* _Problem_:
All that should be output is the block of lines below from the line with "of the house" to the line with "the green foliage", both included, exactly as written.

* _Referring expression pointing data_:
----

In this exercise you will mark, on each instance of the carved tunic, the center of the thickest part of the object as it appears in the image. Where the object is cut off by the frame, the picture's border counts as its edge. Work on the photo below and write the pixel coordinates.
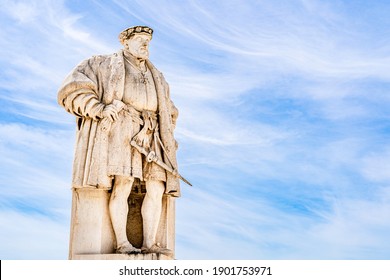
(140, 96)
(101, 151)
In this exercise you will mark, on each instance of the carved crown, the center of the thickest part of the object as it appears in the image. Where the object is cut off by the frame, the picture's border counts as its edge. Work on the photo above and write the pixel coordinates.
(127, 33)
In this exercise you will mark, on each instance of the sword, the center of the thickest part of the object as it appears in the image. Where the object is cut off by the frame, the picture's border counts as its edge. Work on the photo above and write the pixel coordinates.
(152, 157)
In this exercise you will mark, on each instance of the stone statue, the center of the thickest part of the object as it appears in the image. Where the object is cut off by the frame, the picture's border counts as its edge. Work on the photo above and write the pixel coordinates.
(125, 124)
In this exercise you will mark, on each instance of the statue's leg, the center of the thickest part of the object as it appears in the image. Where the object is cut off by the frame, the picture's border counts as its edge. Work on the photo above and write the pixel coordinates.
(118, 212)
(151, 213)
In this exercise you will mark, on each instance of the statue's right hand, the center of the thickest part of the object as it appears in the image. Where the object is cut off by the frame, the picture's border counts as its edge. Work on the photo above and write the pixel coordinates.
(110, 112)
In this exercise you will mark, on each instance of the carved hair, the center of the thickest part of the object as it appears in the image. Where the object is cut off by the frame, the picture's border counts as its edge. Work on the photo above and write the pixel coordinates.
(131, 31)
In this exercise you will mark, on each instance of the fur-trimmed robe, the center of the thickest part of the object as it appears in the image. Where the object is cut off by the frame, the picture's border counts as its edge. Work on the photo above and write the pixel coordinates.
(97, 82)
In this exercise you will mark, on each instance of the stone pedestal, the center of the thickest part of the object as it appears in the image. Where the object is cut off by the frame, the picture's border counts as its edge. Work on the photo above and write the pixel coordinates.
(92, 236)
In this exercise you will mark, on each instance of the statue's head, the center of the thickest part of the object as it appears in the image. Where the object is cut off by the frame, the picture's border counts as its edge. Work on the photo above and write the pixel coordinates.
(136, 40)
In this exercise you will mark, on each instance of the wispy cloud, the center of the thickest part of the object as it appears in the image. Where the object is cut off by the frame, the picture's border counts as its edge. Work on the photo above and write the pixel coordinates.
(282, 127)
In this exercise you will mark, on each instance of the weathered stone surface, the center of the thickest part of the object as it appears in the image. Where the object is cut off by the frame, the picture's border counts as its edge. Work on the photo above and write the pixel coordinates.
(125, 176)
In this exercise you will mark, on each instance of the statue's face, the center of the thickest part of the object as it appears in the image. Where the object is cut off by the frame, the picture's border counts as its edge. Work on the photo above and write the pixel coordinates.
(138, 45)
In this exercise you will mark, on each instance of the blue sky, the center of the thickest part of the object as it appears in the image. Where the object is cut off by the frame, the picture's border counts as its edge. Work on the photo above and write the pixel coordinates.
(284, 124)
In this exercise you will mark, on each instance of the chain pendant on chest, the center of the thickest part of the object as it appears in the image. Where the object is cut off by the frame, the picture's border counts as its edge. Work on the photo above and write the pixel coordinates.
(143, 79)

----

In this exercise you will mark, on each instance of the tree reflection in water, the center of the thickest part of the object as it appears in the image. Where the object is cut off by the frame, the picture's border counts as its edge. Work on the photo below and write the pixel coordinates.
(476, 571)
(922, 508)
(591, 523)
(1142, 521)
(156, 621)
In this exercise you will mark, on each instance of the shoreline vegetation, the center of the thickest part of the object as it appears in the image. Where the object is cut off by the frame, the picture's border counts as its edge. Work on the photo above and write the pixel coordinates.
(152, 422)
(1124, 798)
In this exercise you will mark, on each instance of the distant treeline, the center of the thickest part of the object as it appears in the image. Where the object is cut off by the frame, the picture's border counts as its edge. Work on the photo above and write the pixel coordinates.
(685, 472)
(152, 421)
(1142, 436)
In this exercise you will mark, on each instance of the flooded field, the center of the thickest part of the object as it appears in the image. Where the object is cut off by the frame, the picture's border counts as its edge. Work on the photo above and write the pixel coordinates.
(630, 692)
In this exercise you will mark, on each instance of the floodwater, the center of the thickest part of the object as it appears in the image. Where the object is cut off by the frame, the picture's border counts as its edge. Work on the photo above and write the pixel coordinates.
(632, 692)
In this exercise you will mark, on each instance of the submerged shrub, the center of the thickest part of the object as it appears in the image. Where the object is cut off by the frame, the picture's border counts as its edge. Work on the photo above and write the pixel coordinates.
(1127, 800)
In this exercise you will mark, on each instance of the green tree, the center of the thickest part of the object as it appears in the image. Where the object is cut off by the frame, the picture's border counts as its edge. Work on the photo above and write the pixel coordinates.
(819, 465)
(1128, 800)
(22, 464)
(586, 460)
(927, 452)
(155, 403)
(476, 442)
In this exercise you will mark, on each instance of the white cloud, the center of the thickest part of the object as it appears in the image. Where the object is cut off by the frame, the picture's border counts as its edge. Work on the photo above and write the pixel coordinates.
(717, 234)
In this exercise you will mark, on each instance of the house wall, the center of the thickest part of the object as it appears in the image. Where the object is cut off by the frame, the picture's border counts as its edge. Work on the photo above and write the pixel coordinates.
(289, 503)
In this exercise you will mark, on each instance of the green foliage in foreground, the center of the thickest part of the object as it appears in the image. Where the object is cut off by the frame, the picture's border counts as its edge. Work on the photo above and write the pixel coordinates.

----

* _Solution to this task_:
In this exercise you will mark, on each instance of the house wall, the center of the thickest part of the object as it appears in the image. Where the object is cut off by the frame, the picture's border counts as its edge. Work on the photo above and write the pixel coordinates.
(289, 503)
In this exercise you will mark, on each instance of the green foliage in foreground, the center of the thickest part of the object as it appears in the image. Where the object is cut off by the frame, the picture's border counts as its edge. Work on the photo above and write the pixel coordinates.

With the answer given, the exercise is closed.